- Passage to read -
::::

A circuit court shall grant a motion for continuance only upon a showing of good
cause. Bartelli v. Arkansas Dep’t of Human Servs., 2018 Ark. App. 329, 552 S.W.3d 51. The
denial of a motion for continuance is within the sound discretion of the circuit court, and the
court’s decision will not be reversed absent an abuse of discretion amounting to a denial of
justice. Id. The appellant bears the burden of showing that the circuit court’s denial of a
continuance was an abuse of discretion. Id. To find an abuse of discretion, the circuit court’s
decision to deny must have been made improvidently and without due consideration. Id. To
prevail on appeal, the appellant must demonstrate two things: (1) that the circuit court abused
its discretion in denying the motion and (2) that the appellant was prejudiced by the denial.
Id.
Here, before denying the request for a continuance, the circuit court confirmed that
Melinda had not been present at the June 4 hearing, “despite due notice.” The circuit court
also confirmed that her attorney had tried to contact her at her last-known phone number to
notify her of the July 30 setting and sent a letter regarding the July 30 setting to her last-known
address but that she had not contacted her attorney in any way since she contacted his office
after the June continuance. In addition, the court’s April 22, 2019 agreed order for
continuance of the April 16 termination hearing provided, “The mother was not present
despite due notice.” It is true that Melinda attended many of the hearings; however, she does
5
not challenge the fact that she did not attend the April or June hearings for termination—
despite having been given due notice for both. Similarly, while she contacted her attorney’s
office to see what happened when she missed the scheduled June termination hearing, she
does not challenge the fact that she did not contact her attorney again before the July 30
termination hearing nor alert her attorney to any changes in her contact information. It is
undisputed that her attorney was present for the entire termination hearing on July 30.

::::

- Information supplied -

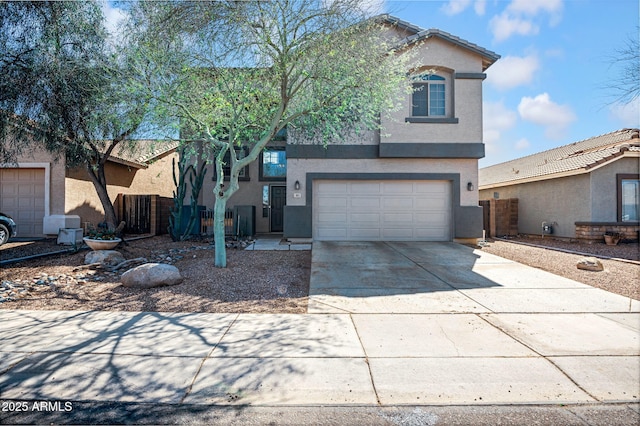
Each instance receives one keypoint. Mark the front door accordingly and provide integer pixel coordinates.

::::

- Exercise -
Set down, word for word, the part of the continuance passage between "A circuit court" and "by the denial.", inclusive.

- Written reply -
A circuit court shall grant a motion for continuance only upon a showing of good
cause. Bartelli v. Arkansas Dep’t of Human Servs., 2018 Ark. App. 329, 552 S.W.3d 51. The
denial of a motion for continuance is within the sound discretion of the circuit court, and the
court’s decision will not be reversed absent an abuse of discretion amounting to a denial of
justice. Id. The appellant bears the burden of showing that the circuit court’s denial of a
continuance was an abuse of discretion. Id. To find an abuse of discretion, the circuit court’s
decision to deny must have been made improvidently and without due consideration. Id. To
prevail on appeal, the appellant must demonstrate two things: (1) that the circuit court abused
its discretion in denying the motion and (2) that the appellant was prejudiced by the denial.